Reproduza na íntegra, sem nenhuma alteração, o trecho sobre estruturalismo e pós-estruturalismo apresentado a seguir.

# TRECHO DO TEXTO
++++++++++

O legado mais geral do estruturalismo e do pós-estruturalismo para a teoria social consistiu, vimos há pouco, no recurso a modelos oriundos da linguística estrutural na apreensão de uma multiplicidade de fenômenos humanos: dos sistemas de parentesco aos mitos (Lévi-Strauss), do desejo (Lacan) à moda (Barthes), dos modos de produção (Althusser) até as próprias ciências humanas como formações discursivas (Foucault). A ancoragem partilhada na linguística em sua matriz estrutural não impediu, decerto, que tal matriz fosse levada para direções as mais discrepantes. Isto é patenteado, para dar somente um exemplo, pelo contraste entre a preocupação com a genuína cientificidade nos estruturalismos de Lévi-Strauss e Althusser, de um lado, e o agnosticismo epistêmico dos pós-estruturalismos de Foucault e Derrida, de outro. Em todos esses casos, entretanto, a constelação estruturalista e pós-estruturalista contribuiu decisivamente para a chamada “virada linguística” nas ciências humanas, somando-se a outros influxos dessa virada advindos da filosofia, quer em sua vertente “analítica” (de Russell ao jovem Rorty, passando por John Austin e pelos “dois Wittgensteins”), quer na sua versão continental (p.ex., os veios heideggerianos em Gadamer ou no próprio Derrida).

++++++++++

# MATERIAL FORNECIDO
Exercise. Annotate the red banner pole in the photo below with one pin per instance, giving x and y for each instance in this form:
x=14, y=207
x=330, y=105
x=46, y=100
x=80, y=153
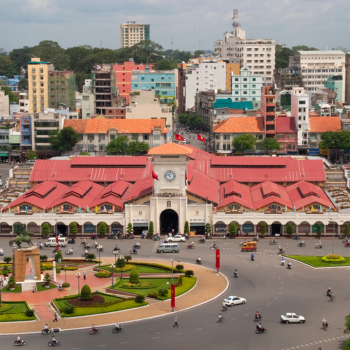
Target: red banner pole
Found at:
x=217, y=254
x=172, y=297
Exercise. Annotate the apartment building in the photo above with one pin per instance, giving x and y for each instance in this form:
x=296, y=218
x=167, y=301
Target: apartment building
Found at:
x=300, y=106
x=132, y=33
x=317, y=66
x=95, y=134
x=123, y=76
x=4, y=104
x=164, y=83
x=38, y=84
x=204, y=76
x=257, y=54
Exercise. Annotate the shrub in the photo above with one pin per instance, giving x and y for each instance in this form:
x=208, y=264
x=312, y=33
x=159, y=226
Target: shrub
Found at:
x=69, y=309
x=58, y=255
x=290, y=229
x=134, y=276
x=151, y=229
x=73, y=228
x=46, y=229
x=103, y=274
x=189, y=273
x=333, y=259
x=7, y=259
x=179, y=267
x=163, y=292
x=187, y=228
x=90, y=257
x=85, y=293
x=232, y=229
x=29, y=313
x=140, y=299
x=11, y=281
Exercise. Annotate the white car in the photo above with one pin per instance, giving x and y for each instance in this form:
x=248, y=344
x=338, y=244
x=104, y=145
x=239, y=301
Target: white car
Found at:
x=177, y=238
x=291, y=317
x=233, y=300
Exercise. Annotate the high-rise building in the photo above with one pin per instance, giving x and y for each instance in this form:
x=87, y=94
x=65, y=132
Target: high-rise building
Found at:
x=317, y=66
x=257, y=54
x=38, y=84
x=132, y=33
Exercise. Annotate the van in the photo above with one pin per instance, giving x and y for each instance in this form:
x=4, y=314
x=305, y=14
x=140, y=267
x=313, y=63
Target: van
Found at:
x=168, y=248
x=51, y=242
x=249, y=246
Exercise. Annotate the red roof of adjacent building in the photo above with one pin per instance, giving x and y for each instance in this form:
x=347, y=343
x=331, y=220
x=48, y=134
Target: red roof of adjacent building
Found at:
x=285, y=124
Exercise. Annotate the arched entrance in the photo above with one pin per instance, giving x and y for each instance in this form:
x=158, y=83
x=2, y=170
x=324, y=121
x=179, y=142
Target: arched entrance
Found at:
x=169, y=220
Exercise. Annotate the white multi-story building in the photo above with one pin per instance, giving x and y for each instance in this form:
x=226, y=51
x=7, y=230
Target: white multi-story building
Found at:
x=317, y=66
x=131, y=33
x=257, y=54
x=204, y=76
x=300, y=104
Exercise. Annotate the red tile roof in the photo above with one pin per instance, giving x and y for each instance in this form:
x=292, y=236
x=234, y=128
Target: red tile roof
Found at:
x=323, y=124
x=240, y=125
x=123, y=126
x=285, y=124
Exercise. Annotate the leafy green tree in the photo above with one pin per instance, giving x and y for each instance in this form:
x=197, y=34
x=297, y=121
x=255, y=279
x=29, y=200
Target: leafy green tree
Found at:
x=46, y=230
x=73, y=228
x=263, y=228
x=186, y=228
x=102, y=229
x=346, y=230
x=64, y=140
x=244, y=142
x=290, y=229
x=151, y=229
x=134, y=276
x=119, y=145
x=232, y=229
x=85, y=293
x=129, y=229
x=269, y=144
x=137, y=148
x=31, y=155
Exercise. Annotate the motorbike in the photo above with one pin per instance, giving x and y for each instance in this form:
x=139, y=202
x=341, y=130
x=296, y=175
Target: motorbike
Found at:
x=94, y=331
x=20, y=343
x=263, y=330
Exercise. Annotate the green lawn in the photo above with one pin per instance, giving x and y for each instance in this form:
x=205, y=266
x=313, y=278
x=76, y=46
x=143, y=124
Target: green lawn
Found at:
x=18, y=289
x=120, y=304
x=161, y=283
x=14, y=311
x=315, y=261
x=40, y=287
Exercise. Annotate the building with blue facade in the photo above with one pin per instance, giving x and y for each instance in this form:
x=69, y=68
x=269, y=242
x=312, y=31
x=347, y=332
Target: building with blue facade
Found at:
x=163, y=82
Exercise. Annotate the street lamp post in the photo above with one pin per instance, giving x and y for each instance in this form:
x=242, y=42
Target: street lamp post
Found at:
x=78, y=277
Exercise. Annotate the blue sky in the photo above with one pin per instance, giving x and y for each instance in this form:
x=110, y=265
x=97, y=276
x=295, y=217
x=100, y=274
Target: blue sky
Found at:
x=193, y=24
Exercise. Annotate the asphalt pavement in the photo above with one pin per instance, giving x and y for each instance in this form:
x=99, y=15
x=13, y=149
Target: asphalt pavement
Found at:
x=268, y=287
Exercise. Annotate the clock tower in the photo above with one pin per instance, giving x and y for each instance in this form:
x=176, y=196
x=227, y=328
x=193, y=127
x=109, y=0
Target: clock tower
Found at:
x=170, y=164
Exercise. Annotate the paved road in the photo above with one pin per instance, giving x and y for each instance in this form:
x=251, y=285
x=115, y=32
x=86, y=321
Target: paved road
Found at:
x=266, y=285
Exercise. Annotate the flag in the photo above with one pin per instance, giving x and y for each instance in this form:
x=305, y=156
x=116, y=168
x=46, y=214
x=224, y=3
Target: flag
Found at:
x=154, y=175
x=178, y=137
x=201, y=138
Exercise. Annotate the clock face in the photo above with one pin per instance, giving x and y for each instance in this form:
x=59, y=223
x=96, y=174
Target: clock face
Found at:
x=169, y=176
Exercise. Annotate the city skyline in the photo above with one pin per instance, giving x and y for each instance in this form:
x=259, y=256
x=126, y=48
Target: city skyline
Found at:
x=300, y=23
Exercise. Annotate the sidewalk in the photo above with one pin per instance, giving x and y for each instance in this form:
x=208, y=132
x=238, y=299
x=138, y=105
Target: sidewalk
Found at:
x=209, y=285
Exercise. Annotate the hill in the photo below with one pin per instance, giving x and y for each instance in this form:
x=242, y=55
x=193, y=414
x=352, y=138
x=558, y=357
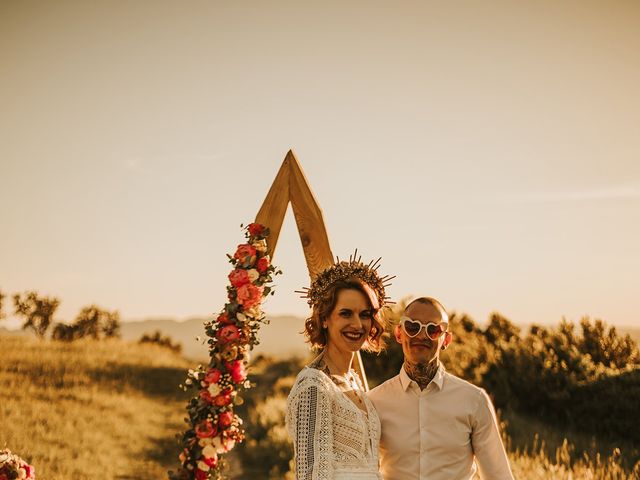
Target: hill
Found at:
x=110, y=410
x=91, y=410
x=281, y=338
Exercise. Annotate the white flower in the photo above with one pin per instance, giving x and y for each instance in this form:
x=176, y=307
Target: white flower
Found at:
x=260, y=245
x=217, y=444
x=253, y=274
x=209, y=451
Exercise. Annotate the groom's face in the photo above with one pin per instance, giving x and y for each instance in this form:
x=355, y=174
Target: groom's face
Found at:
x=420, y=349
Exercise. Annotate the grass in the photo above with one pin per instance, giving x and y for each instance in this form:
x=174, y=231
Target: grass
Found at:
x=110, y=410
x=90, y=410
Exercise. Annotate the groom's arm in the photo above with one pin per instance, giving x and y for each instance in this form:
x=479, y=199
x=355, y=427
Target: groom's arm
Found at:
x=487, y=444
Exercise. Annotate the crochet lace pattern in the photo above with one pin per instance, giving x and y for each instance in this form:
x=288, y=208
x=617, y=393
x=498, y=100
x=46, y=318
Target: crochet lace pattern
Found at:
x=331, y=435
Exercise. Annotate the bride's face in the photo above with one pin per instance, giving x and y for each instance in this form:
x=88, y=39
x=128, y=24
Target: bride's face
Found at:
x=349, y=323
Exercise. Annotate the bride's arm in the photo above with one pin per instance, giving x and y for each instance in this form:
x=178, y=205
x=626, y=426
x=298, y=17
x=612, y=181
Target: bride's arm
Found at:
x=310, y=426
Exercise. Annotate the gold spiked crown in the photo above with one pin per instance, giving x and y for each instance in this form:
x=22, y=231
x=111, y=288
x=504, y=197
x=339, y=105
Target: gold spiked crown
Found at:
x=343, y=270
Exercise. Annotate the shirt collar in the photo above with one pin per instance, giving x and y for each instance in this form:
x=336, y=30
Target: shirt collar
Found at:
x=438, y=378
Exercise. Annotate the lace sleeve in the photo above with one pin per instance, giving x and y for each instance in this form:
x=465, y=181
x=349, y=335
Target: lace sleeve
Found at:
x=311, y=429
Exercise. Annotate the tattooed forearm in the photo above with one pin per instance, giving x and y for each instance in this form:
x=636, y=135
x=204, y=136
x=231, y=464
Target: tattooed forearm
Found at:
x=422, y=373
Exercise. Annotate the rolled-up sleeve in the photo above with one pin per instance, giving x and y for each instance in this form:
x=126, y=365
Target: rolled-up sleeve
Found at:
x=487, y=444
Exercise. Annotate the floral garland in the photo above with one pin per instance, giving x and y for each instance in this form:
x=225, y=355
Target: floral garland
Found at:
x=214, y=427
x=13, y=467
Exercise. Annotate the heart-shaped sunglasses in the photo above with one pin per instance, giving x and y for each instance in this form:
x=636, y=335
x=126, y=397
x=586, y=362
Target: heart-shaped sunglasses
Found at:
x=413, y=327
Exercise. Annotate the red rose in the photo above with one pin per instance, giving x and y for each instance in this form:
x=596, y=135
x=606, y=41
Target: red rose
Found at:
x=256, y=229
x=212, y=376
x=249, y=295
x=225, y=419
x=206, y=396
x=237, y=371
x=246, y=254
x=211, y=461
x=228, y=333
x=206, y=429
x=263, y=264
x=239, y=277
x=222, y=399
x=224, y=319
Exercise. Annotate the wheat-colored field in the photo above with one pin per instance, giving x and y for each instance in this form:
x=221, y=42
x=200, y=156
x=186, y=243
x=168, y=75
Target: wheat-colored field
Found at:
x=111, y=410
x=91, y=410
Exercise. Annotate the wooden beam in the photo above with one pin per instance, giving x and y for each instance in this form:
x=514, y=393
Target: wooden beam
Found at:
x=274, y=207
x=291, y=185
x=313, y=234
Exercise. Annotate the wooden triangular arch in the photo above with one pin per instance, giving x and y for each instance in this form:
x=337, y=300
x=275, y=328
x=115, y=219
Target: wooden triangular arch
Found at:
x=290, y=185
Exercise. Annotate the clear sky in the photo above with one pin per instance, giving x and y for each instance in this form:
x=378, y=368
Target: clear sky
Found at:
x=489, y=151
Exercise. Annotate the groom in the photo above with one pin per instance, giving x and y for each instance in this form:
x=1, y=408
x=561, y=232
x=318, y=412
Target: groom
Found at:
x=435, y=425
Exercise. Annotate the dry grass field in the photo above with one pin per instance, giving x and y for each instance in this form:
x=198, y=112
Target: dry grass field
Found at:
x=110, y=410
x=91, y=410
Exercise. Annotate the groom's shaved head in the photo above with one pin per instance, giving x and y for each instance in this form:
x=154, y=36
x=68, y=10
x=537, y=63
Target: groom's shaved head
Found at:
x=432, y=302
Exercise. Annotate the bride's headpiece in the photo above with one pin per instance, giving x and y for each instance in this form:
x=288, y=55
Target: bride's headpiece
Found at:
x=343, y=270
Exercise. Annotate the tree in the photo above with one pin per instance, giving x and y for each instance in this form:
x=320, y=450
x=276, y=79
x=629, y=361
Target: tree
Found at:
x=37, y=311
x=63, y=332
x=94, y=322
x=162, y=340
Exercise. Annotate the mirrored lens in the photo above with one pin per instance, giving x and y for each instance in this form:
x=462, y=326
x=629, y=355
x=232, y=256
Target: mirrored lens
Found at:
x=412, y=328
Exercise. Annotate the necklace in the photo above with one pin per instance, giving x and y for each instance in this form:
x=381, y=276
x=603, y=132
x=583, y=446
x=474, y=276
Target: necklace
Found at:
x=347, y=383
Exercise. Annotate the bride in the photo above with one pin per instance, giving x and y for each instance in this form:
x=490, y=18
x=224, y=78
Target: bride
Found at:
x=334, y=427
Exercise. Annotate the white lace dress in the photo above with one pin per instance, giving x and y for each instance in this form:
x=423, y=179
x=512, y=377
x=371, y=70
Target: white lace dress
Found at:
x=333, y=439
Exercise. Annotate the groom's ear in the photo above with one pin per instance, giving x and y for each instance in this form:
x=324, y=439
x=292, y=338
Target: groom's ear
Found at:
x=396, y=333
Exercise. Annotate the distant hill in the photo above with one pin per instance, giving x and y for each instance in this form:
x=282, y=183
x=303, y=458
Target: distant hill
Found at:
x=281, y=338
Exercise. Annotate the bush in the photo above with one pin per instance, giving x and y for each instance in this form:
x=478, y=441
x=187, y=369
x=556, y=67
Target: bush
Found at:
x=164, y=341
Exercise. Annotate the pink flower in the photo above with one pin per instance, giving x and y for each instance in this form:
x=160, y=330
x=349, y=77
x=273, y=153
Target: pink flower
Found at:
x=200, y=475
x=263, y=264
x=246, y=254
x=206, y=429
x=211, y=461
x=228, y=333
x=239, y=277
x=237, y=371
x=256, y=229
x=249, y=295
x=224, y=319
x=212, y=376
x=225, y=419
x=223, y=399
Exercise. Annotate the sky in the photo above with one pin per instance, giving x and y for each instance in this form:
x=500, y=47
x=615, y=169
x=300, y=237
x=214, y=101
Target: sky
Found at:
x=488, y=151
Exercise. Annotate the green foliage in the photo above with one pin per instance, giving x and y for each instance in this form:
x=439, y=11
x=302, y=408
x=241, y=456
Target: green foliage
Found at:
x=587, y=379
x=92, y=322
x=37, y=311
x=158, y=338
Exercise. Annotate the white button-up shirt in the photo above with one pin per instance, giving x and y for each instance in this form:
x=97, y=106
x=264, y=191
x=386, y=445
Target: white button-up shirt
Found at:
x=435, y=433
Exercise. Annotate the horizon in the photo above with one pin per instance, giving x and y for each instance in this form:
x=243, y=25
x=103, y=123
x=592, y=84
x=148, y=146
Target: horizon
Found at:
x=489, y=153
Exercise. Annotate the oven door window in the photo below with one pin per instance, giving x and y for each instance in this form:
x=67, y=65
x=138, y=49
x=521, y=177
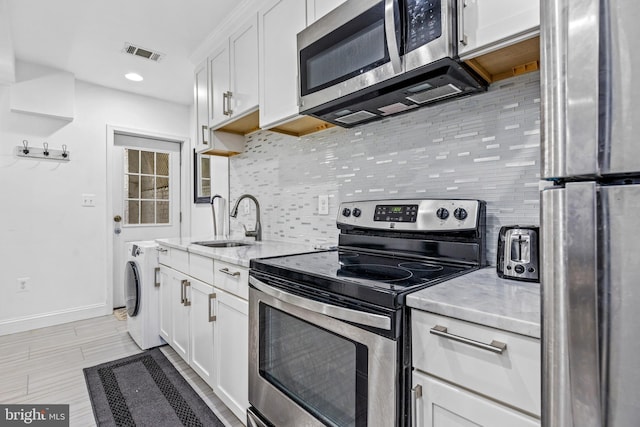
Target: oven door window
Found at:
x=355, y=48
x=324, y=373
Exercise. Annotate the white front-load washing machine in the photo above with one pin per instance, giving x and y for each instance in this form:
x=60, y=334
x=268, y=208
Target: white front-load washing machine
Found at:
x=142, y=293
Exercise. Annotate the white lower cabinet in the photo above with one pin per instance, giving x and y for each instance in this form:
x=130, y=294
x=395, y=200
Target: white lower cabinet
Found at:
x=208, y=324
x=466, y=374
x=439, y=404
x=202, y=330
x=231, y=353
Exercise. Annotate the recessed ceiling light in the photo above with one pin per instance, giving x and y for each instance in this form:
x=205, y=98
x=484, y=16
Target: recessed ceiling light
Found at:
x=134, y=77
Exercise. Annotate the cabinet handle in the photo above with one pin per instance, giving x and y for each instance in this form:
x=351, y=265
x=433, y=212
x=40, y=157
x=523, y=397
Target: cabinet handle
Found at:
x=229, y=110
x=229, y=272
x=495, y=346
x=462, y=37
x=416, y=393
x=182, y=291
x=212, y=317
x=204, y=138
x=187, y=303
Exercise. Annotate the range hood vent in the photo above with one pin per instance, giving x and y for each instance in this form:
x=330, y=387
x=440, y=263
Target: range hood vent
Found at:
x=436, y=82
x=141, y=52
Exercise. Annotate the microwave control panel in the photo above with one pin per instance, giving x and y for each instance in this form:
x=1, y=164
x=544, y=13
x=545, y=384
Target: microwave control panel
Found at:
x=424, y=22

++++++++++

# SOLUÇÃO A SEGUIR
O legado mais geral do estruturalismo e do pós-estruturalismo para a teoria social consistiu, vimos há pouco, no recurso a modelos oriundos da linguística estrutural na apreensão de uma multiplicidade de fenômenos humanos: dos sistemas de parentesco aos mitos (Lévi-Strauss), do desejo (Lacan) à moda (Barthes), dos modos de produção (Althusser) até as próprias ciências humanas como formações discursivas (Foucault). A ancoragem partilhada na linguística em sua matriz estrutural não impediu, decerto, que tal matriz fosse levada para direções as mais discrepantes. Isto é patenteado, para dar somente um exemplo, pelo contraste entre a preocupação com a genuína cientificidade nos estruturalismos de Lévi-Strauss e Althusser, de um lado, e o agnosticismo epistêmico dos pós-estruturalismos de Foucault e Derrida, de outro. Em todos esses casos, entretanto, a constelação estruturalista e pós-estruturalista contribuiu decisivamente para a chamada “virada linguística” nas ciências humanas, somando-se a outros influxos dessa virada advindos da filosofia, quer em sua vertente “analítica” (de Russell ao jovem Rorty, passando por John Austin e pelos “dois Wittgensteins”), quer na sua versão continental (p.ex., os veios heideggerianos em Gadamer ou no próprio Derrida).